start

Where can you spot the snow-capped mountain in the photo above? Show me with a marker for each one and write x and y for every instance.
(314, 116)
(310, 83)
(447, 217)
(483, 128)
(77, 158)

end

[Short task]:
Arrange the lines above as a Markdown table with the columns "Row" and "Line", numbering each row and leaving out any blank lines.

[Exercise answer]:
| Row | Line |
|---|---|
| 1 | Where can you spot the snow-capped mountain in the photo above? Show me with a marker for each one and write x and y for every instance. |
| 2 | (314, 116) |
| 3 | (310, 83) |
| 4 | (447, 217) |
| 5 | (483, 128) |
| 6 | (77, 158) |